§ Directions for this task: Extract all of the entries and give them again, word for word.

══ Supplied records

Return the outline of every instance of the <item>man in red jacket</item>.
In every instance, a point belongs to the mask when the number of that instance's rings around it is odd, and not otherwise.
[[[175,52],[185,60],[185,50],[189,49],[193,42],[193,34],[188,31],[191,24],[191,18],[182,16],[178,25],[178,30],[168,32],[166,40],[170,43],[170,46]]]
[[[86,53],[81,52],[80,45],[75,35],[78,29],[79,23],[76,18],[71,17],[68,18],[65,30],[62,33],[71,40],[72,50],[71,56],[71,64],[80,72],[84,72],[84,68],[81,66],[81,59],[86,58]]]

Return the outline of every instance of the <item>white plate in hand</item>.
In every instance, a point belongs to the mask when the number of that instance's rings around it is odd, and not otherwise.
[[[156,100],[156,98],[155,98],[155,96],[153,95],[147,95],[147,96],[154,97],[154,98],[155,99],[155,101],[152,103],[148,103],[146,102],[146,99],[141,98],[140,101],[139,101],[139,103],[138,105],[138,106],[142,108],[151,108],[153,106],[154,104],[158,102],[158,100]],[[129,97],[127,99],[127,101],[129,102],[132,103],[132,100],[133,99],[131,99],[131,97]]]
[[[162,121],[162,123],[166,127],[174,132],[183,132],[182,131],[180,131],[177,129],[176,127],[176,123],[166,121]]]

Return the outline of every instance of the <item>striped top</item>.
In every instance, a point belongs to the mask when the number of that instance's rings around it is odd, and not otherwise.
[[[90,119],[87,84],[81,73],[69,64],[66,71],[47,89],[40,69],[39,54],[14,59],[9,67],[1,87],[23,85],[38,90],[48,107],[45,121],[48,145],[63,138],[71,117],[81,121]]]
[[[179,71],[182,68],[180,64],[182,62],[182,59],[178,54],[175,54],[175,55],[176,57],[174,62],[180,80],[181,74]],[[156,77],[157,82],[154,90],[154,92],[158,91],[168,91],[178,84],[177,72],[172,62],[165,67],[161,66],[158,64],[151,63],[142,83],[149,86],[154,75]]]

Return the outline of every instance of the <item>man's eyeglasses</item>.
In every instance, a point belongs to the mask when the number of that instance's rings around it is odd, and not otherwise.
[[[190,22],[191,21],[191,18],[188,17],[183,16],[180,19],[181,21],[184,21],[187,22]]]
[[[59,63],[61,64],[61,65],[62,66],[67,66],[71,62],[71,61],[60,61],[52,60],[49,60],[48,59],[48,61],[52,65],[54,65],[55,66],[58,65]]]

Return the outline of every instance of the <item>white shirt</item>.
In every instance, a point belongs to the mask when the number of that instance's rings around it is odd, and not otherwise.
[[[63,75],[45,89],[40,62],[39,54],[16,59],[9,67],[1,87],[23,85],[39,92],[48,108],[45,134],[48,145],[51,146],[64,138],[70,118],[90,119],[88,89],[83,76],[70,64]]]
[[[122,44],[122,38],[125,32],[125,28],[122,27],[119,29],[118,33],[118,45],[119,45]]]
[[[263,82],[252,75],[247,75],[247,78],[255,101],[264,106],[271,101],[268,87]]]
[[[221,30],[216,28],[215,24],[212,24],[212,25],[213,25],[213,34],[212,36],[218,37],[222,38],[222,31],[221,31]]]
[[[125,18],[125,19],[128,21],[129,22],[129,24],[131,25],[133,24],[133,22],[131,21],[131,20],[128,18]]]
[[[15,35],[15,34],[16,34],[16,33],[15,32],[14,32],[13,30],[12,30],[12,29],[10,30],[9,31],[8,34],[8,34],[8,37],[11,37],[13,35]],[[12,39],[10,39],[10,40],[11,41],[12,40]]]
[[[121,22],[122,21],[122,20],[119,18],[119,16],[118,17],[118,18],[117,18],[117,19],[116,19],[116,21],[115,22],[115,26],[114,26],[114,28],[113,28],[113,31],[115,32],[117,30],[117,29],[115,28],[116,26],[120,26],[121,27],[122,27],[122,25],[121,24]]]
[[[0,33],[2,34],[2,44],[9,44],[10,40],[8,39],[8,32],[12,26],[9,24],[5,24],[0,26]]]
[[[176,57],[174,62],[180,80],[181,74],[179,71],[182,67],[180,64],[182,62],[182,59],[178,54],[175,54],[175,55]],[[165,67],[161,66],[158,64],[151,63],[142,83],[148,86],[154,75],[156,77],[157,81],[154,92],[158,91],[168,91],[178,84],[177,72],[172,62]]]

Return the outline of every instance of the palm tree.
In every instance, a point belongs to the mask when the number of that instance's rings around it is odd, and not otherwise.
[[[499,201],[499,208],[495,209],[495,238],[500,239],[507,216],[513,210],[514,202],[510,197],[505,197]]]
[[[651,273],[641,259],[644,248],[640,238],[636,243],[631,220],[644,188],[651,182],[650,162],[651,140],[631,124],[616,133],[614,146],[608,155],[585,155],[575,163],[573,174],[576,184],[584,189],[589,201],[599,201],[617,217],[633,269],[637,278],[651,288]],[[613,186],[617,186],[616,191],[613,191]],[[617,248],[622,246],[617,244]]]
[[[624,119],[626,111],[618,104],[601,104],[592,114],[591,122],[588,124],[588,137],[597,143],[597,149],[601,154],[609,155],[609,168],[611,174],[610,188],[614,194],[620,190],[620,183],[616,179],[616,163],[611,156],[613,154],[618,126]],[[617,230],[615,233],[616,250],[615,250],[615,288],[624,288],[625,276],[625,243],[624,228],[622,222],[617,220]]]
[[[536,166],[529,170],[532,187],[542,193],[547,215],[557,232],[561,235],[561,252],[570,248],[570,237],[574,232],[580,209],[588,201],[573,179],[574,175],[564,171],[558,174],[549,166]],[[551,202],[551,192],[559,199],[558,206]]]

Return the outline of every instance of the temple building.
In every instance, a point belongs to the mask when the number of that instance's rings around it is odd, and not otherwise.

════

§ The answer:
Return the outline of every instance of the <item>man in red jacket</item>.
In every instance, a point belongs to the mask when the number of that instance's rings around it is odd, and not otherwise.
[[[175,52],[185,60],[185,50],[189,49],[193,42],[193,34],[188,31],[191,24],[191,18],[182,16],[178,25],[178,30],[168,32],[166,40],[170,43],[170,46]]]
[[[86,53],[81,52],[80,45],[75,35],[78,29],[79,23],[76,18],[71,17],[68,18],[65,30],[62,33],[71,40],[72,50],[71,56],[71,64],[80,72],[84,72],[84,68],[81,66],[81,59],[86,58]]]

Return the outline of every instance of the <item>white plate in hand</item>.
In every instance, a point belongs to the mask when the number of that instance's rings around it is odd, and not otherwise.
[[[156,100],[156,98],[155,98],[155,96],[153,95],[147,95],[147,96],[154,97],[154,98],[155,99],[155,101],[152,103],[148,103],[146,102],[146,99],[141,98],[140,101],[139,101],[139,103],[138,105],[138,106],[142,108],[151,108],[153,106],[154,104],[158,102],[158,100]],[[129,97],[127,99],[127,101],[129,102],[132,103],[132,100],[133,99],[131,99],[131,97]]]
[[[162,121],[162,123],[166,127],[174,132],[183,132],[182,131],[180,131],[177,129],[176,127],[176,123],[166,121]]]

Return the outline of every instance of the <item>striped top</item>.
In every instance, a point belongs to the mask when the number of that instance's rings around it is odd, and not otherwise.
[[[90,119],[87,84],[81,73],[69,64],[66,71],[47,89],[40,69],[39,54],[14,59],[9,67],[1,87],[23,85],[38,90],[48,107],[45,121],[48,145],[63,138],[71,117],[81,121]]]
[[[179,71],[182,68],[180,64],[182,62],[182,59],[178,54],[175,54],[175,55],[176,57],[174,62],[180,80],[181,74]],[[156,77],[157,82],[154,90],[154,92],[158,91],[168,91],[178,84],[177,72],[172,62],[165,67],[161,66],[158,64],[151,63],[142,83],[149,86],[154,75]]]

Return the outline of every instance of the <item>man's eyeglasses</item>.
In every instance, a point belongs to the mask when the number of that instance's rings around it is odd, and not otherwise.
[[[190,22],[191,21],[191,18],[188,17],[183,16],[180,19],[181,21],[184,21],[187,22]]]
[[[59,63],[61,64],[61,65],[62,66],[67,66],[71,62],[71,61],[60,61],[52,60],[49,60],[48,59],[48,61],[52,65],[54,65],[55,66],[58,65]]]

Return the outline of every instance of the <item>white shirt</item>.
In every instance, a point belongs to the mask when the number of that instance's rings around it is odd, and not otherwise.
[[[63,75],[45,89],[40,62],[39,54],[16,59],[9,67],[1,87],[23,85],[39,92],[48,108],[45,134],[48,145],[51,146],[64,138],[70,118],[90,119],[88,89],[83,76],[70,64]]]
[[[122,44],[122,38],[125,32],[125,28],[122,27],[119,29],[118,33],[118,45],[119,45]]]
[[[263,82],[252,75],[247,75],[247,78],[255,101],[264,106],[271,101],[268,87]]]
[[[221,30],[216,28],[215,24],[212,24],[212,25],[213,25],[213,34],[212,36],[218,37],[222,38],[222,31],[221,31]]]
[[[125,18],[125,19],[128,21],[129,22],[129,24],[131,25],[133,24],[133,22],[131,21],[131,20],[128,18]]]
[[[15,35],[15,34],[16,34],[16,33],[15,32],[14,32],[13,30],[12,30],[12,29],[10,30],[9,31],[8,34],[8,34],[8,37],[11,37],[13,35]],[[12,39],[10,39],[10,40],[11,41],[12,40]]]
[[[121,22],[122,21],[122,20],[119,18],[119,16],[118,17],[118,18],[117,18],[117,19],[116,19],[116,21],[115,22],[115,26],[114,26],[114,28],[113,28],[113,31],[115,32],[117,30],[117,29],[115,28],[116,26],[120,26],[121,27],[122,27],[122,25],[121,24]]]
[[[0,33],[2,34],[2,44],[9,44],[10,40],[8,39],[8,32],[12,26],[9,24],[5,24],[0,26]]]
[[[176,57],[174,62],[180,80],[181,74],[179,71],[182,67],[180,64],[182,62],[182,59],[178,54],[175,54],[175,55]],[[165,67],[161,66],[158,64],[151,63],[142,83],[148,86],[154,75],[156,77],[157,81],[154,92],[158,91],[168,91],[178,84],[177,72],[172,62]]]

Return the outline of every instance of the palm tree.
In every instance, a point belongs to the mask when the number of that instance's rings around it is odd, and not otherwise.
[[[499,201],[499,208],[495,209],[495,238],[500,239],[507,216],[513,210],[514,202],[510,197],[505,197]]]
[[[651,273],[641,259],[644,248],[640,238],[636,243],[631,220],[644,188],[651,182],[650,162],[651,140],[631,124],[616,133],[614,146],[608,155],[585,155],[575,163],[573,174],[576,184],[584,189],[589,201],[599,201],[617,217],[633,269],[637,278],[651,288]],[[613,186],[617,186],[616,191],[613,191]],[[617,248],[622,246],[617,244]]]
[[[624,119],[626,111],[618,104],[601,104],[592,114],[591,122],[588,124],[588,137],[597,143],[597,149],[601,154],[609,155],[609,168],[611,174],[610,188],[614,194],[620,190],[620,183],[616,179],[616,163],[611,156],[613,154],[618,126]],[[617,230],[615,233],[616,250],[615,250],[615,288],[624,288],[625,276],[625,243],[624,228],[622,222],[617,220]]]
[[[536,166],[529,170],[532,187],[542,193],[547,215],[557,232],[561,235],[561,252],[570,248],[570,237],[574,232],[580,209],[588,201],[573,179],[574,175],[564,171],[558,174],[549,166]],[[551,202],[551,192],[559,199],[558,206]]]

Return the outline of every instance of the temple building.
In every instance, a point belongs to the mask when the number of that instance's rings around it is odd, and not otherwise.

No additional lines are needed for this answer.